## BLOCCO DI TESTO:
☆ ☆ ☆ ☆ ☆ ☆ ☆

La Fenice greco-romana

  
 Ovviamente questa figura non poteva non essere citata anche da scrittori romani, che dibatterono molto su alcune caratteristiche della Fenice (il cibo di cui si nutrisse, sulla modalità della sua morte), ma mantenendo in generale inalterati i tratti fondamentali fissati da Erodoto. Per esempio Ovidio, nelle sue Metamorfosi, scrive:


si ciba non di frutta o di fiori, ma di incenso e resine odorose. Dopo aver vissuto cinquecento anni, con le fronde di una quercia si costruisce un nido sulla sommità di una palma, ci ammonticchia cannella, spigonardo e mirra, e ci s'abbandona sopra, morendo, esalando il suo ultimo respiro fra gli aromi. Dal corpo del genitore esce una giovane Fenice, destinata a vivere tanto a lungo quanto il suo predecessore. Una volta cresciuta e divenuta abbastanza forte, solleva dall'albero il nido (la sua propria culla, ed il sepolcro del genitore), e lo porta alla città di Eliopoli in Egitto, dove lo deposita nel tempio del Sole.

 Ovidio, quindi, rimane fedele alla storia tramandata da Erodoto, aggiungendo però alcuni particolari: il nutrimento della Fenice e il fatto di trasportare a Eliopoli non solo le salme del genitore, ma anche il proprio nido. Sempre per quanto riguarda la morte del genitore, anche Tacito riprese le informazioni di partenza, dicendo che la nuova Fenice portasse l'intero corpo del genitore morto a Eliopoli per bruciarlo all'altare del sole.

☆ ☆ ☆ ☆ ☆ ☆ ☆

## COMPITO ASSEGNATO 1:
Ricopia i record senza modifiche, partendo dalla riga che contiene "[segment] white water" e fermandoti dopo la riga che contiene "253], [88, 240]]", entrambe incluse.
I record che seguono non hanno alcun legame con il testo.

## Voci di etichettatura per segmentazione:

☆ ☆ ☆ ☆ ☆ ☆ ☆

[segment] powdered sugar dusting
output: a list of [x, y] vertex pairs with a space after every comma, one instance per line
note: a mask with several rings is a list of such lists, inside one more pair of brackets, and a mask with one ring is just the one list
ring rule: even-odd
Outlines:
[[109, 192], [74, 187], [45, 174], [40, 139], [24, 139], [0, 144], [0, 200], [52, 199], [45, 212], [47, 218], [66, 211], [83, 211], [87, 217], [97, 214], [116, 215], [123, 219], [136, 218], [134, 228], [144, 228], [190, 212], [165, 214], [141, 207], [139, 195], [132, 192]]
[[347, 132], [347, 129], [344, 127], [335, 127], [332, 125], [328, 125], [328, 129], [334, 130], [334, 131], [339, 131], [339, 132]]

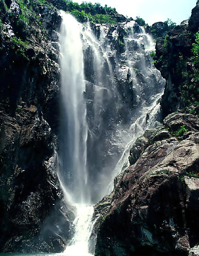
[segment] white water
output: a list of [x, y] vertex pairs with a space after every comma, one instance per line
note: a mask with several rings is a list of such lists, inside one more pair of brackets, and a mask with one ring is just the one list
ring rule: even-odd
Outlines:
[[[62, 150], [66, 151], [59, 158], [58, 175], [66, 200], [77, 209], [73, 224], [75, 235], [62, 255], [88, 256], [91, 255], [88, 253], [88, 240], [94, 209], [92, 206], [88, 205], [90, 204], [90, 199], [86, 169], [87, 125], [83, 98], [85, 82], [81, 27], [71, 15], [63, 11], [61, 12], [61, 15], [60, 55], [62, 118], [66, 115], [66, 120], [62, 119], [61, 133], [67, 139], [66, 144], [62, 146]], [[67, 179], [70, 180], [70, 183], [66, 183]]]
[[92, 230], [91, 218], [94, 208], [92, 206], [83, 204], [75, 204], [77, 217], [74, 222], [75, 226], [75, 236], [71, 245], [67, 246], [64, 251], [67, 256], [90, 256], [88, 253], [88, 240]]
[[[146, 80], [149, 79], [150, 84], [149, 76], [155, 69], [154, 67], [150, 69], [146, 65], [145, 55], [147, 51], [153, 49], [154, 46], [151, 38], [145, 34], [143, 28], [142, 32], [134, 35], [132, 28], [134, 22], [130, 23], [128, 26], [132, 30], [132, 34], [125, 40], [126, 52], [121, 55], [121, 59], [119, 61], [116, 53], [114, 55], [113, 53], [112, 56], [116, 61], [115, 72], [118, 70], [117, 79], [120, 75], [126, 76], [128, 69], [130, 71], [132, 88], [137, 93], [137, 101], [139, 106], [137, 107], [136, 116], [131, 121], [132, 125], [130, 127], [123, 126], [121, 121], [112, 129], [115, 130], [114, 132], [112, 133], [110, 129], [112, 137], [109, 138], [111, 152], [108, 153], [110, 155], [113, 154], [111, 150], [115, 147], [118, 148], [120, 152], [123, 151], [123, 154], [120, 154], [118, 163], [114, 163], [113, 171], [111, 172], [111, 170], [107, 167], [109, 173], [102, 170], [101, 174], [98, 176], [96, 175], [94, 185], [90, 184], [87, 168], [87, 142], [88, 133], [95, 135], [98, 129], [100, 131], [101, 123], [103, 122], [100, 115], [103, 106], [102, 105], [104, 104], [104, 95], [108, 101], [116, 101], [118, 98], [121, 104], [122, 100], [114, 84], [113, 68], [108, 57], [112, 50], [108, 45], [105, 44], [105, 30], [107, 32], [108, 29], [104, 27], [104, 31], [101, 30], [99, 41], [92, 32], [89, 23], [83, 30], [82, 25], [70, 15], [62, 11], [61, 14], [62, 22], [60, 32], [60, 64], [63, 108], [61, 137], [63, 141], [61, 142], [61, 147], [62, 152], [58, 158], [58, 176], [66, 200], [73, 204], [77, 209], [76, 217], [73, 223], [75, 227], [74, 236], [62, 255], [89, 256], [91, 255], [89, 253], [89, 238], [94, 225], [91, 222], [94, 211], [93, 206], [91, 205], [92, 194], [94, 192], [96, 193], [96, 190], [100, 191], [98, 192], [98, 197], [100, 198], [112, 190], [114, 177], [121, 171], [124, 164], [126, 167], [128, 164], [128, 158], [132, 143], [154, 122], [153, 118], [159, 107], [157, 102], [162, 92], [159, 90], [154, 93], [155, 96], [150, 96], [147, 102], [144, 97], [142, 98], [144, 94], [142, 92], [143, 88], [137, 80], [134, 65], [137, 60], [139, 59], [141, 72], [143, 72]], [[132, 53], [128, 46], [131, 41], [136, 42], [139, 52]], [[93, 130], [90, 130], [86, 121], [83, 42], [84, 46], [86, 45], [91, 47], [93, 52], [92, 68], [95, 74], [92, 82], [95, 86], [93, 98], [94, 111], [91, 117], [94, 123]], [[145, 51], [142, 48], [143, 42], [146, 46]], [[107, 64], [108, 69], [104, 76], [104, 73], [102, 73], [103, 71], [104, 72], [103, 68], [105, 63]], [[153, 91], [154, 85], [150, 84], [150, 89]], [[108, 109], [107, 110], [108, 112]], [[116, 113], [117, 111], [117, 109], [116, 109]], [[149, 112], [150, 118], [146, 123], [146, 116]], [[111, 123], [111, 125], [112, 123]], [[93, 140], [94, 135], [92, 137]], [[94, 141], [89, 146], [96, 146]], [[93, 148], [94, 150], [94, 147]], [[113, 150], [113, 152], [115, 151]], [[107, 164], [108, 166], [109, 163]], [[111, 164], [110, 166], [113, 166], [113, 163]]]

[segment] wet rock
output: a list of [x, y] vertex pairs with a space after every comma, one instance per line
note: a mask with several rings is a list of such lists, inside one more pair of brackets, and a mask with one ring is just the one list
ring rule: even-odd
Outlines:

☆ ☆ ☆ ☆ ☆ ☆ ☆

## COMPITO ASSEGNATO 2:
Nel testo sulla Fenice greco-romana, dove porta la nuova Fenice il corpo del genitore secondo Tacito, e con quale scopo?

## RISPOSTA SCRITTA 1:
[segment] white water
output: a list of [x, y] vertex pairs with a space after every comma, one instance per line
note: a mask with several rings is a list of such lists, inside one more pair of brackets, and a mask with one ring is just the one list
ring rule: even-odd
Outlines:
[[[62, 150], [66, 151], [59, 158], [58, 175], [66, 200], [77, 209], [73, 224], [75, 235], [62, 255], [88, 256], [91, 255], [88, 253], [88, 240], [94, 209], [92, 206], [88, 205], [90, 204], [90, 199], [86, 169], [87, 125], [83, 98], [85, 82], [81, 27], [71, 15], [63, 11], [61, 12], [61, 15], [60, 55], [62, 118], [66, 115], [66, 120], [62, 119], [61, 133], [67, 139], [66, 144], [62, 146]], [[67, 179], [70, 180], [70, 183], [66, 183]]]
[[92, 230], [91, 218], [94, 208], [92, 206], [83, 204], [75, 204], [77, 217], [74, 222], [75, 226], [75, 236], [71, 245], [67, 246], [64, 251], [67, 256], [90, 256], [88, 253], [88, 240]]

## RISPOSTA SCRITTA 2:
A Eliopoli, per bruciarlo all'altare del sole.